* **Texte proposé**

========

TV et famille

 

— Elle abrutit et empêche la communication. Elle crée des solitudes.

 

Elle n'abrutit pas, parce que ceux qui la dirigent, ceux qui y gagnent leur croûte n'y trouveraient pas leur compte. Elle n'abrutit pas parce que la bête humaine n'est pas abrutissable et surtout parce que les abrutis sont toujours les autres qui, soit-dit entre nous, ne le savent pas. C'est bien ça, ils ne le savent pas, mais, nous, nous le savons. Il est clair que si les abrutis n'existaient pas, il faudrait les inventer : pour la sensation d'avoir un brin, un léger, très léger brin, d'intelligence en plus.

 

            Elle nous abrutit car elle nous écrase avec la souffrance des images des autres. Des images qui, loin dans  l’espace et dans le temps, ont un corps, qui ne se décharge pas pour autant à travers elles. Elles sont là, avec leurs yeux plus souffrants que nature; leurs sourires plus fades que les nôtres. Elle nous abrutit parce qu'elle nous prend toute notre capacité d'écoute.

========

* **Les lignes**
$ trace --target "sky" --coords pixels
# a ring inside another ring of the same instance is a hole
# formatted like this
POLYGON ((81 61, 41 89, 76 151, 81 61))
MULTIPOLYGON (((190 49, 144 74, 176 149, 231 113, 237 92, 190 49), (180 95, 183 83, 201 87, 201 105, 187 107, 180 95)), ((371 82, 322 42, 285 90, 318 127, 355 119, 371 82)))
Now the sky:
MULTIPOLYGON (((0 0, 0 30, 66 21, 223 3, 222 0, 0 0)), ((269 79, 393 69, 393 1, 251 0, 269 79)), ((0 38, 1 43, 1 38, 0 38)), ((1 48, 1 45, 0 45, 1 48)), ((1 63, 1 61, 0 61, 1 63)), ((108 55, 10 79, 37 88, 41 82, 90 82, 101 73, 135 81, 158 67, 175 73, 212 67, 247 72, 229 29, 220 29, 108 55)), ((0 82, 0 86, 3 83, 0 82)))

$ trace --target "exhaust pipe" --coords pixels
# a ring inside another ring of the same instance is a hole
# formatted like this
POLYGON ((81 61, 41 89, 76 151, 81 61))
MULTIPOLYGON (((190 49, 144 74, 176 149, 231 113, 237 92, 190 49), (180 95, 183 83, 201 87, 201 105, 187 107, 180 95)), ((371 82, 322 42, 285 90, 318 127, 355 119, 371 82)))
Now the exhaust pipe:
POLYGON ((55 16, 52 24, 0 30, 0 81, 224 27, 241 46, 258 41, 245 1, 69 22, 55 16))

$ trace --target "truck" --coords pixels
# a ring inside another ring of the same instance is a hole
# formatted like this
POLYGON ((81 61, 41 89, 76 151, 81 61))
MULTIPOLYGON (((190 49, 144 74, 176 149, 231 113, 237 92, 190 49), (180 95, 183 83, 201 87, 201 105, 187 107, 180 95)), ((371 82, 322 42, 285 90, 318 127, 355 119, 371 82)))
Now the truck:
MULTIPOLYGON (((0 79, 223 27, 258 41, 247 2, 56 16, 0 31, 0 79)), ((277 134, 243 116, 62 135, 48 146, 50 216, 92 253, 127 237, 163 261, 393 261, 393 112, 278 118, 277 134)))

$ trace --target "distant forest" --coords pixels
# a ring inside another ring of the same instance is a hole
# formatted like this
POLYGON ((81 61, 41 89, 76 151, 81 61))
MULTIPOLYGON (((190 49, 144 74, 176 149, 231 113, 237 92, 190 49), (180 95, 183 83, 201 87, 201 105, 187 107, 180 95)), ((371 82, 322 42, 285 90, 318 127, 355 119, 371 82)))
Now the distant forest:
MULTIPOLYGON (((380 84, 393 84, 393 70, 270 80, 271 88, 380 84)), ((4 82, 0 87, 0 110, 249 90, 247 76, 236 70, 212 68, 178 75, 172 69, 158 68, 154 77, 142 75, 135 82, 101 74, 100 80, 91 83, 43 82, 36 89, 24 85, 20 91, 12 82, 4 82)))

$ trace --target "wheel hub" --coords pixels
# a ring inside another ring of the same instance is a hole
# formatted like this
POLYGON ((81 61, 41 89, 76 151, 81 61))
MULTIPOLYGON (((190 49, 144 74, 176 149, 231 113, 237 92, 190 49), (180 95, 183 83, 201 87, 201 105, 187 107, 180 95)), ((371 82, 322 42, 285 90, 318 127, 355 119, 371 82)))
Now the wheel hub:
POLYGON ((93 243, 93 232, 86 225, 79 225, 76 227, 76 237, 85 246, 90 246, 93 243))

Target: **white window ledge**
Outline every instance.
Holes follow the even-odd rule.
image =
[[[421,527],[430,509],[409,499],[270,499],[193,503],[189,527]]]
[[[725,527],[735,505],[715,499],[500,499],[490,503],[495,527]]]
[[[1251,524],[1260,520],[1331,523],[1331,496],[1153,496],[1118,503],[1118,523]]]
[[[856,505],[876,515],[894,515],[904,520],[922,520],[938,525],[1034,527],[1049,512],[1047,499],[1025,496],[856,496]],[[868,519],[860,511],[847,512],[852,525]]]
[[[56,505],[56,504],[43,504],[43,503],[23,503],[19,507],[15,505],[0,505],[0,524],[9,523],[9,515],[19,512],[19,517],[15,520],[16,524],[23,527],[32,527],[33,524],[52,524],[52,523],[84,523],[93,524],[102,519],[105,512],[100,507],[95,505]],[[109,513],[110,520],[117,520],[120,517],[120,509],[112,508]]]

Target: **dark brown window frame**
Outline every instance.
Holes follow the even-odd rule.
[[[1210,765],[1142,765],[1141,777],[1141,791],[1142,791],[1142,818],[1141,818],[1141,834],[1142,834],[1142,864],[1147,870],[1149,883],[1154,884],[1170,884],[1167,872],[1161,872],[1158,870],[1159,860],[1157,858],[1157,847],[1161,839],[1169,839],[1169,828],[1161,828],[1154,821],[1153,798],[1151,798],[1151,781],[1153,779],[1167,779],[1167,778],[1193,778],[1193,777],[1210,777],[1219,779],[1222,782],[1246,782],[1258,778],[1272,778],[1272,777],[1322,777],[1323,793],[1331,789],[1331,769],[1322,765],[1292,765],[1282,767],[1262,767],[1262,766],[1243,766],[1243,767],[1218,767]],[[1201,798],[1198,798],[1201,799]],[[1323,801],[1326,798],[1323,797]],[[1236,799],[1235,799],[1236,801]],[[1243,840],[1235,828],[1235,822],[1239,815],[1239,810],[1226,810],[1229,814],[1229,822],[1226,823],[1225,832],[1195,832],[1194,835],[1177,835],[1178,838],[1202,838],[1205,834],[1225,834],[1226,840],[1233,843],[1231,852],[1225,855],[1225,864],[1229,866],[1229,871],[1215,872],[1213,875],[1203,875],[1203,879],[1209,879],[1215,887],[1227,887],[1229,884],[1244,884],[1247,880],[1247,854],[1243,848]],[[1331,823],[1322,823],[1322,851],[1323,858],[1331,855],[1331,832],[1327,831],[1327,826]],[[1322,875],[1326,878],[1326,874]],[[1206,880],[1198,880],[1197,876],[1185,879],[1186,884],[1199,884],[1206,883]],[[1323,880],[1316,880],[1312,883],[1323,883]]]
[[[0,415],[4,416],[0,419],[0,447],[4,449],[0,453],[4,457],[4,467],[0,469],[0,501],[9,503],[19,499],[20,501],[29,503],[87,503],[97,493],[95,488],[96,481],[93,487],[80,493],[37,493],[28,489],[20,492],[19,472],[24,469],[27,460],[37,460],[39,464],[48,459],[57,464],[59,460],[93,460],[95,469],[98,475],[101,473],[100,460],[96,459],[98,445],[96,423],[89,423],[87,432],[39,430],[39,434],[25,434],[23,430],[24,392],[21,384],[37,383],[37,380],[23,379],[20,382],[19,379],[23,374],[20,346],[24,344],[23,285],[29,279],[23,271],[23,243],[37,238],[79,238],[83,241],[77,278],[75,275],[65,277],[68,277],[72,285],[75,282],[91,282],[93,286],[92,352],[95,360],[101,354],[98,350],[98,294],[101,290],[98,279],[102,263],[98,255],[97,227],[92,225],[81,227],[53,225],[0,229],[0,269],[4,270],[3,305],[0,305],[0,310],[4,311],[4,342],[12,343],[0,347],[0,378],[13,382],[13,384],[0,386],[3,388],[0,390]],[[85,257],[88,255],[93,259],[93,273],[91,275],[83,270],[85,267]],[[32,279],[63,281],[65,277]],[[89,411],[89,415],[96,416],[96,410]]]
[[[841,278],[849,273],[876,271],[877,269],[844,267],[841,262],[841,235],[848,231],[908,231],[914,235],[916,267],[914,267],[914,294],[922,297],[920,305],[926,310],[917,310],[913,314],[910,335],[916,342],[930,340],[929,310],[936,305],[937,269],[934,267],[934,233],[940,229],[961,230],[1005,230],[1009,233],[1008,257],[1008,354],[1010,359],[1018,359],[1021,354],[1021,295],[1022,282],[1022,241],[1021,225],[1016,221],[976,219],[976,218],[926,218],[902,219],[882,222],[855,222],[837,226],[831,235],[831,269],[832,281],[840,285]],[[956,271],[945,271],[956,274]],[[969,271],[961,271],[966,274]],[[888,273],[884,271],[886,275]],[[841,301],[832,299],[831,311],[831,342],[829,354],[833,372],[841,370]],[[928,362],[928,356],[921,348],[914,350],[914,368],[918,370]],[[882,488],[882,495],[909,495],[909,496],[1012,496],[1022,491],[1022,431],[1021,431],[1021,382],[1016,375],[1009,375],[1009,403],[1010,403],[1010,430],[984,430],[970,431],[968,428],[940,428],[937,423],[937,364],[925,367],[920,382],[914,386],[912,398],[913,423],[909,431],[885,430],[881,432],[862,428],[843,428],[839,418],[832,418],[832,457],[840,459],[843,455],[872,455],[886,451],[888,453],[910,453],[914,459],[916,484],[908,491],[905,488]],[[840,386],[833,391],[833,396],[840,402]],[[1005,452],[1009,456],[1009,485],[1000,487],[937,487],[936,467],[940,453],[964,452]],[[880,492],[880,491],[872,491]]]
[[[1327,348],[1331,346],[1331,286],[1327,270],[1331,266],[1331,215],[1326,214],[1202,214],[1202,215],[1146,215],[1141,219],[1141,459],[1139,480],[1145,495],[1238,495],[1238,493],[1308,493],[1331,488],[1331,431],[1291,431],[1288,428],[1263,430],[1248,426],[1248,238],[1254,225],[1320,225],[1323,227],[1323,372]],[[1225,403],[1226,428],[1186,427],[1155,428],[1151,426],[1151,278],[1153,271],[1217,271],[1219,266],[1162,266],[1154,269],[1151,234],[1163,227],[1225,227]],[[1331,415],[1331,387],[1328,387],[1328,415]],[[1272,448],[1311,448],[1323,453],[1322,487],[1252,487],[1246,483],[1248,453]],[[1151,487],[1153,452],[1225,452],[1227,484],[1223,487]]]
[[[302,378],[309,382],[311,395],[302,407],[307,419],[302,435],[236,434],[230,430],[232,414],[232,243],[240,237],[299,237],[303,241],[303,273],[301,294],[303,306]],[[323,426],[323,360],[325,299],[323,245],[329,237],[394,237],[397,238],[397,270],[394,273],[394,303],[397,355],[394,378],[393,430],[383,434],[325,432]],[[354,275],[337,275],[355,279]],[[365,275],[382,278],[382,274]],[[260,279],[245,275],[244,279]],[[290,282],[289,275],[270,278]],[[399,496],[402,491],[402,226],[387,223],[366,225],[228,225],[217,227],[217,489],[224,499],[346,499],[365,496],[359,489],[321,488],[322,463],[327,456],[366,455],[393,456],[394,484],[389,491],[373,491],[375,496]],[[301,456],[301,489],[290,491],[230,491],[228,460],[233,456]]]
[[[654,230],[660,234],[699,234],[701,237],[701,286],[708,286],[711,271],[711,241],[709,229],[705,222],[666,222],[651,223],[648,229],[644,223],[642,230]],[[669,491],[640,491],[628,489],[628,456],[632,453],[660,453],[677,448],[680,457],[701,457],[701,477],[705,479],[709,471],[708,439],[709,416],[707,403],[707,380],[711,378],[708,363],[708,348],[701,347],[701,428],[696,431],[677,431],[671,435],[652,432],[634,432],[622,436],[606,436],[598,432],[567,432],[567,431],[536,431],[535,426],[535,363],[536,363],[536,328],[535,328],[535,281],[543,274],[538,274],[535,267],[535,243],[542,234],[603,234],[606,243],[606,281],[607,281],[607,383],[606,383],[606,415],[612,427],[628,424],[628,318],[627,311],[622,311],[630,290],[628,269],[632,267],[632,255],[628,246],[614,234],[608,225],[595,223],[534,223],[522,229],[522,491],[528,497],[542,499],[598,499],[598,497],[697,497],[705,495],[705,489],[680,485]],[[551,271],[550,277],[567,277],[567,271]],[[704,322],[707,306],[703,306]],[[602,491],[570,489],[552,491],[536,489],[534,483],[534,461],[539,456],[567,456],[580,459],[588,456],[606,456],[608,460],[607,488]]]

========

* **Exercices**
**1.** Répondez à ces questions sur le texte « TV et famille » :
(a) Que crée-t-elle, selon la phrase qui commence par « Elle abrutit et empêche » ?
(b) D'après le passage qui commence par « Elle n'abrutit pas », qui sont toujours les abrutis ?
(c) Que nous prend-elle, d'après la dernière phrase ?
**2.** Relevez chaque ligne qui contient la chaîne « pixels ».
Le texte et les lignes n'ont aucun lien entre eux.

* **Corrigés détaillés**
**1.**
(a) Des solitudes.
(b) Les autres, qui ne le savent pas.
(c) Toute notre capacité d'écoute.

**2.**
$ trace --target "sky" --coords pixels
$ trace --target "exhaust pipe" --coords pixels
$ trace --target "truck" --coords pixels
$ trace --target "distant forest" --coords pixels
$ trace --target "wheel hub" --coords pixels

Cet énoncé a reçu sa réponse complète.